#### [Document]
━━━━━━━━━━━━━━━━━━━━━━━━━━━━━━

In July, the fallen dictator, driven from office in April 2003, was charged with the massacre at Dujail, a locality north of Baghdad, where 143 Shiites perished in 1982. This case is considered relatively minor, compared with the other charges against Saddam Hussein, and especially the gassing of 5,000 Kurds at Halabja in 1988, the assassination of clerics and the bloody repression of the Shiite and Kurdish uprisings of 1991. The investigating magistrates consider, however, that the evidence is easily collected and could allow the Iraqi dictator overthrown in March 2003, to be rapidly sentenced to death.

Furthermore, Saddam Hussein’s family has announced that it has decided to reorganise the former Iraqi dictator’s defence in preparation for his trial by dismissing the international team of lawyers, which was based on Jordan, a retaining only one lawyer. Saddam Hussein’s family pointed out, in a communiqué dated 8 August, that it had appointed the Iraqi lawyer Khalil Duleimi as “sole and unique legal counsel” of the ex-Rais. Duleimi has been a member of the international team of lawyers for a year, and took part in Saddam Hussein’s first preliminary hearings in Baghdad. The family explains that it had to “rearrange the defence campaign given the uniqueness of the case”. A source close to the family, who wishes to remain anonymous, added that Saddam Hussein’s relations had been irritated by the multiple statements made by different lawyers and wished, henceforth, that his defence should speak with a single voice.

Saddam Hussein had available a team of 1,500 voluntary unpaid lawyers, a majority of whom were Arabs, and 22 barristers from the United States, France, Libya, Jordan and Iraq. Amongst them were, in particular, the former US Minister of Justice, Ramsey Clark, and Aisha Moammar Khadafi, daughter of the Libyan President. According to the communiqué, other lawyers might, in the future, be “explicitly authorised by the family” to make statements, which leaves the door open for further developments.

On the other hand, Tarik Aziz, former Deputy Prime Minister and an eminent figure in the Saddam Hussein regime has announced that he will not be giving evidence against the fallen president. “I would like to make it clearly known (…) that I will not give evidence against anyone, and in particular not against Saddam Hussein” wrote Aziz in a note to his lawyer, Badia Aref, who disclosed some of certain extracts on 9August.

TEHERAN: MAHMUD AHMADINJAD, AN ULTRA-CONSERVATIVE, INDUCTED INTO OFFICE AS PRESIDENT

On 3 August, the Supreme Guide, Ayatollah Ali Khamenei, inducted the ultra-conservative candidate, Mahmud Ajmadinjad, into office as President of the Islamic Republic of Iran, in Teheran. “I congratulate the Iranian people for its vote. I confirm that vote and I appoint Mr. Ahmadinjad as President of the Islamic Republic of Iran”, declared the Supreme Guide in a declaration read by the outgoing President, Mohammad Khatami.

━━━━━━━━━━━━━━━━━━━━━━━━━━━━━━

#### [Rows]
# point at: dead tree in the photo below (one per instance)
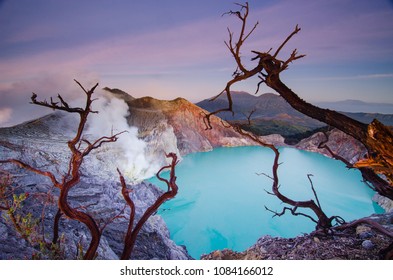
(322, 221)
(79, 148)
(377, 138)
(132, 231)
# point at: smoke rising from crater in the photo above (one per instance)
(128, 152)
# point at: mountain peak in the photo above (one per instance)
(119, 94)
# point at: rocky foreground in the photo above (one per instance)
(361, 242)
(164, 126)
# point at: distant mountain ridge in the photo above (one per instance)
(271, 106)
(357, 106)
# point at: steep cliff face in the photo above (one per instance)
(339, 142)
(42, 143)
(177, 125)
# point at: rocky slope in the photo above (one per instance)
(164, 126)
(357, 243)
(42, 143)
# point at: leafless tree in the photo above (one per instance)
(377, 138)
(80, 148)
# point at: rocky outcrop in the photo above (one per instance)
(340, 143)
(178, 125)
(357, 243)
(42, 143)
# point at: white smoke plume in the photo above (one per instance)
(128, 152)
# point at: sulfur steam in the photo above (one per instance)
(128, 152)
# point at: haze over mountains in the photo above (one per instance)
(271, 107)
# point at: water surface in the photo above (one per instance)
(221, 200)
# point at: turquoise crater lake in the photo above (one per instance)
(221, 199)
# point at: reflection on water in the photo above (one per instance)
(221, 200)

━━━━━━━━━━━━━━━━━━━━━━━━━━━━━━

#### [Your instructions]
Can you carry on the news report about Saddam Hussein's trial and Iran's new president from its final sentence?

#### [Exercise response]
Thus, at 49 years of age, Ahmadinjad becomes the sixth President of the Islamic Republic in a climate of sharp international tension, due to Iranian nuclear activity, and of great internal uncertainty. Elected for four years, Mr. Ahmadinjad, a former officer of the special services of the regime’s ideological army (the Guardians of the Revolution) and former Mayor of Teheran, is the ally of the conservative religious hierarchy, which holds the real power in Iran. Unexpected winner of the Presidential election of 24 June, with 61.69% of the vote against Akbar Hashemi Rafsanjani, he takes office when the country is, more than ever, threatened with being brought before the UN Security Council after renewing its ultra-sensitive nuclear activities. Ahmedinjad waged his campaign by centring it on the observance of the values of the 1979 Islamic Revolution. “We did not make the revolution to set up a democracy”, he thundered. Before the first round of the poll, on 17 June, few observers give Ahmadinjad, the most conservative of all the candidates, much chance of winning. In Teheran he had rejuvenated the municipal teams and undertake a struggle against trafficking. He had replaced the cultural centres by prayer meeting halls and introduced segregation of the sexes in the municipal lifts …

With Ahmadinjad, all the control levers of power are in the hands of the conservatives. In his declaration, the Supreme Guide described the “massive participation” in the Presidential elections as a “slap in the face of the enemy”. According to certain observers, his arrival in office endangers the settlement of the differences over Iran’s nuclear programme, which Washington suspects is in pursuit of military aims.

The first law proposed by the new government is the creation of a “love fund” of 1.3 billion dollars to help young people find jobs, settle down and find a home.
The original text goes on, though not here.